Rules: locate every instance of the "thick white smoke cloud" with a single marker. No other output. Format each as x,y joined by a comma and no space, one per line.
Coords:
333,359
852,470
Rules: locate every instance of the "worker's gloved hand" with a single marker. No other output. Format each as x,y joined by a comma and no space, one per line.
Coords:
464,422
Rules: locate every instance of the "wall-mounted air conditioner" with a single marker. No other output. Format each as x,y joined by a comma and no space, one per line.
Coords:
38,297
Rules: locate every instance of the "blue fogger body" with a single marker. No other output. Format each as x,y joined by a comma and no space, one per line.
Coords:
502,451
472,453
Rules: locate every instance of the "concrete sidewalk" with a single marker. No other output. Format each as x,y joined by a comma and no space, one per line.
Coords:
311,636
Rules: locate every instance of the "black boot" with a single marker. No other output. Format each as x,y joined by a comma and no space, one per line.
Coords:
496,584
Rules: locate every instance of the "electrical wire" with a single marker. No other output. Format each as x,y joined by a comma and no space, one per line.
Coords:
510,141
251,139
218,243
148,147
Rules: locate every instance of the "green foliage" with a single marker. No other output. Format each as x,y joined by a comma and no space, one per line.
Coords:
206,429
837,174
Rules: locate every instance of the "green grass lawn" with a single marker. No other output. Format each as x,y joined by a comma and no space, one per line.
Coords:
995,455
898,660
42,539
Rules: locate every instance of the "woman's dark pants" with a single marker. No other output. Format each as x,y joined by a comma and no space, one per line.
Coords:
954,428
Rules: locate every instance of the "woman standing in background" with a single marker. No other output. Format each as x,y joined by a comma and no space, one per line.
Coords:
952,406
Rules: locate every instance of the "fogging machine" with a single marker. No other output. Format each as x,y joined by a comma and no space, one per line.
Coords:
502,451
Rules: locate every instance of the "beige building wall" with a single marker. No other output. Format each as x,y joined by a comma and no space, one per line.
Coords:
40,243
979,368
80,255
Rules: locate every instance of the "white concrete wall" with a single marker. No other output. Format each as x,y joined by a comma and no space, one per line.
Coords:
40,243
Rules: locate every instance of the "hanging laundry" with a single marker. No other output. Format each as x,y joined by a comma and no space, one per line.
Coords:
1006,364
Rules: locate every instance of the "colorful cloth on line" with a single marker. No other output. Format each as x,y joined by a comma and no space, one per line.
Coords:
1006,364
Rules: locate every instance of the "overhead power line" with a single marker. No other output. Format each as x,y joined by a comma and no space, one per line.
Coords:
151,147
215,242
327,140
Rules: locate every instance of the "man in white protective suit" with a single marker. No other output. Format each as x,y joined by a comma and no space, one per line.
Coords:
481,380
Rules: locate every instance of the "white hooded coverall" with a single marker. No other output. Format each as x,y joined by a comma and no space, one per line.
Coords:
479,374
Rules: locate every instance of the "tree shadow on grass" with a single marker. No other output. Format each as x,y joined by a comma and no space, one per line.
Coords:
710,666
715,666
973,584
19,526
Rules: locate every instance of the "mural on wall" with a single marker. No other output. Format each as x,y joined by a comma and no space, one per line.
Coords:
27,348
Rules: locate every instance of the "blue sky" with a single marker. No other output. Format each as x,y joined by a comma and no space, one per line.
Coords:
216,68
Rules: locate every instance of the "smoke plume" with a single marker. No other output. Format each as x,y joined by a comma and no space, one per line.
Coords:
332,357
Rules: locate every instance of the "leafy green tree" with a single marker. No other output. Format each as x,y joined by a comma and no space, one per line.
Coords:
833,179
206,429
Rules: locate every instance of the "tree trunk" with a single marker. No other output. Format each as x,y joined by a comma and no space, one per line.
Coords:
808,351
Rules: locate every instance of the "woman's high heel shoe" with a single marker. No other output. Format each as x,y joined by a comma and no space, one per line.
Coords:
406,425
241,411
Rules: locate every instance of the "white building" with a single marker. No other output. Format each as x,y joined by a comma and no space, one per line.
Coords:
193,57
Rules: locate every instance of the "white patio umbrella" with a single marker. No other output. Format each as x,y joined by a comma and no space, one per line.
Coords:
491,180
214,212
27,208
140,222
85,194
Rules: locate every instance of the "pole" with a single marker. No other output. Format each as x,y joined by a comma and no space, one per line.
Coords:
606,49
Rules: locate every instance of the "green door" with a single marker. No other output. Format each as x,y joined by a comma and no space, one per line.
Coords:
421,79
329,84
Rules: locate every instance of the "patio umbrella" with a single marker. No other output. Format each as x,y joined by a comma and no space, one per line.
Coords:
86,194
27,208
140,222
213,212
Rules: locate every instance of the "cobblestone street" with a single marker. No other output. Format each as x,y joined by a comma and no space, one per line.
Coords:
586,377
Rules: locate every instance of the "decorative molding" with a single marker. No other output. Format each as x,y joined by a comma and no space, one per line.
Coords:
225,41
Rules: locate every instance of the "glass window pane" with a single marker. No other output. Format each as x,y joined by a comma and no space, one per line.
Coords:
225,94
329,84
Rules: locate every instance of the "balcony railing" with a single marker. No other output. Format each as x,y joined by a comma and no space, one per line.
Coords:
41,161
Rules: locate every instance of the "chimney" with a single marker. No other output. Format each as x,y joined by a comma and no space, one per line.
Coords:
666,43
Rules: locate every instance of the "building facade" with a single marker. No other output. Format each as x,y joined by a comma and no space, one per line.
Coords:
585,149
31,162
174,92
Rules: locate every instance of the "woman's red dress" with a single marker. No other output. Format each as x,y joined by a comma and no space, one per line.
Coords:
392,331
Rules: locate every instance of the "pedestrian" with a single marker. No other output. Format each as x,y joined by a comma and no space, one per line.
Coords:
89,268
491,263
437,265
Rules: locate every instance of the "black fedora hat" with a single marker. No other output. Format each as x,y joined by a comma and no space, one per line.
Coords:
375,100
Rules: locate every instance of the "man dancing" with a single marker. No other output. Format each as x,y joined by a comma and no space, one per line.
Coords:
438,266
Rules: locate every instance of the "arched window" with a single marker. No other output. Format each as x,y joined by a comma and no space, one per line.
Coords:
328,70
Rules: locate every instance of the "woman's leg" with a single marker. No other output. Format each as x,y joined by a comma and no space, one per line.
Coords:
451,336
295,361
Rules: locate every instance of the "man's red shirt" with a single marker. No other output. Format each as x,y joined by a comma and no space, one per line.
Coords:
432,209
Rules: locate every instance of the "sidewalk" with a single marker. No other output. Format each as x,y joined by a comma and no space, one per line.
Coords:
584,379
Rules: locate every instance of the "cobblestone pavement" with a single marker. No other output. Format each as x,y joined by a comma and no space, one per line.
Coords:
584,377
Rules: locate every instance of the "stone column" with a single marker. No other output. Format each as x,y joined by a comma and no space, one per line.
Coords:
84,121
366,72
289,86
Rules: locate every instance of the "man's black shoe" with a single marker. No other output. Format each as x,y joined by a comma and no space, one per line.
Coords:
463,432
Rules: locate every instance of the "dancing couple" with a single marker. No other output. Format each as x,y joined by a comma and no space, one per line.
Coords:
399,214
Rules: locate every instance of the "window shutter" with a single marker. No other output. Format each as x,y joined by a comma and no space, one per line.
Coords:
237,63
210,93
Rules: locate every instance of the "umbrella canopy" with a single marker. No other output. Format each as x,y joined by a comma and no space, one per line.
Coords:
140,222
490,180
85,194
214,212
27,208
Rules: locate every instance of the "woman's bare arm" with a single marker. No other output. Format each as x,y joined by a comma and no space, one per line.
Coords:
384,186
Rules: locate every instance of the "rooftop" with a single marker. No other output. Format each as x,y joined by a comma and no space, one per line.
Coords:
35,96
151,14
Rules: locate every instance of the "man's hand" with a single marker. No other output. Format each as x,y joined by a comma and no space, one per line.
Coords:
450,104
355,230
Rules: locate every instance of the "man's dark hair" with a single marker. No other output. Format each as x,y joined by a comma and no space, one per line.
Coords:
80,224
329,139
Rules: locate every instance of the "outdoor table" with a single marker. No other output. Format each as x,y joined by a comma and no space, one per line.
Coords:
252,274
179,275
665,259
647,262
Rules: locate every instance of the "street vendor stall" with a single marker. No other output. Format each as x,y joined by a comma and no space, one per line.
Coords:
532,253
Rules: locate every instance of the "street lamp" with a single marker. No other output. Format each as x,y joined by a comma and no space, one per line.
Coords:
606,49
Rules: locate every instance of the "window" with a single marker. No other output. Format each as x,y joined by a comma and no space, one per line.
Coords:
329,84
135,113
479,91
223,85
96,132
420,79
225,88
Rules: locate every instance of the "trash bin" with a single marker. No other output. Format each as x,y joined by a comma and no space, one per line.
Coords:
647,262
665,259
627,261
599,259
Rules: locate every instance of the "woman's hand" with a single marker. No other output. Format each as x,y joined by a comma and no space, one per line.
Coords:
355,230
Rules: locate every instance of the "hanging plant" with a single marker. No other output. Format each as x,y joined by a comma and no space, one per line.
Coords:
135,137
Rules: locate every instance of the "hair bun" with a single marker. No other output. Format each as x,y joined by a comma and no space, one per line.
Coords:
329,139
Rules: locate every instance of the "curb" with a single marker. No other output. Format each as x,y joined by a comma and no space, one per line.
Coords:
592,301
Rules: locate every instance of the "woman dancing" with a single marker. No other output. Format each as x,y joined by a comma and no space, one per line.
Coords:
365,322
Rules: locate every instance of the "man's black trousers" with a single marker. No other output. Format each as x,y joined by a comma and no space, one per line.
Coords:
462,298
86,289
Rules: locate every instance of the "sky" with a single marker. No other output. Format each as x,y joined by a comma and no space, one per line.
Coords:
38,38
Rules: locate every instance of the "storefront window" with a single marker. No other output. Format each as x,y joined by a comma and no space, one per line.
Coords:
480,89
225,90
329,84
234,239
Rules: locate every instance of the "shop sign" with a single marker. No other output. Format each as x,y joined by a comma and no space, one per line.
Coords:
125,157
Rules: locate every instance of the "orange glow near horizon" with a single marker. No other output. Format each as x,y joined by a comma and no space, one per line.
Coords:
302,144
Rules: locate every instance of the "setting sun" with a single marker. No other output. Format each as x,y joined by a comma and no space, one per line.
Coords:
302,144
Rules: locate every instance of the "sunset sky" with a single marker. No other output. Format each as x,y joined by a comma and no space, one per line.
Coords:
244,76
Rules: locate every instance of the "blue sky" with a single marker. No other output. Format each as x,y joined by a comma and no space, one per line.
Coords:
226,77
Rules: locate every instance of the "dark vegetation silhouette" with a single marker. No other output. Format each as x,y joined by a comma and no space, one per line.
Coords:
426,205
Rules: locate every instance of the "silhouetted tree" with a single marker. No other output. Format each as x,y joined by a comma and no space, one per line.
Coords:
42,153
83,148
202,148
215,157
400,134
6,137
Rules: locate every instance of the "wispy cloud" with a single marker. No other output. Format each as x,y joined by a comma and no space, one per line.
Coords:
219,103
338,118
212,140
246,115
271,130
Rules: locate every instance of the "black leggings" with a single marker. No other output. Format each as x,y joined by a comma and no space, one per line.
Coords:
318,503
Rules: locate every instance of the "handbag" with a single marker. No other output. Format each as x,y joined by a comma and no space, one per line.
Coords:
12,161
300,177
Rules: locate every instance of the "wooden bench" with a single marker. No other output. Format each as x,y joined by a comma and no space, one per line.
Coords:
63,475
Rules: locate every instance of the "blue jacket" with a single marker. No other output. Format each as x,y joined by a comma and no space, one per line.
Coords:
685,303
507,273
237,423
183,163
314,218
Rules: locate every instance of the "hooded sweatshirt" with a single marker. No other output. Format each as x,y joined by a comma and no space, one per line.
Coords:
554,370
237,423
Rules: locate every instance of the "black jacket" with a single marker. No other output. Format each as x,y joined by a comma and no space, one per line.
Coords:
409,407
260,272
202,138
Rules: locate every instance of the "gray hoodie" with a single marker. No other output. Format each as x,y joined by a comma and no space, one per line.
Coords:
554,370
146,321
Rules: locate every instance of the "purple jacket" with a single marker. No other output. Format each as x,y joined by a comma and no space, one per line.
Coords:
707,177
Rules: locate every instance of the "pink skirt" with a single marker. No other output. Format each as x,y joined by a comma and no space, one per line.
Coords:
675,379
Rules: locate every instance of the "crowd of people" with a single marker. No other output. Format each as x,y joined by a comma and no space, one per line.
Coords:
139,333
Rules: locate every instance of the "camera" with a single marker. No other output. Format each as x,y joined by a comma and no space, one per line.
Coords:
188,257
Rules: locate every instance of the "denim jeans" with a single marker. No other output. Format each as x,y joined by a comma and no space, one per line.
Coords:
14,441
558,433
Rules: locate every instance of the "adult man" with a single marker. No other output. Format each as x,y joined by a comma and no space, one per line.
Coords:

__________

* [TASK OBJECTIVE] Please show the lines in the entries above that hold the string "building".

* [EXERCISE ANSWER]
Rules: locate every instance of the "beige building wall" with a single marker. No other output. Format each as x,y joined by a comma and no space, one per line.
Rules: locate every instance of the "white building" with a single marker. No other output. Format each as x,y joined by a comma and no space, one per line.
Rules: locate every instance of the "building facade" with a single marker. No other output. Format each as x,y joined by a comma and no space, one per line.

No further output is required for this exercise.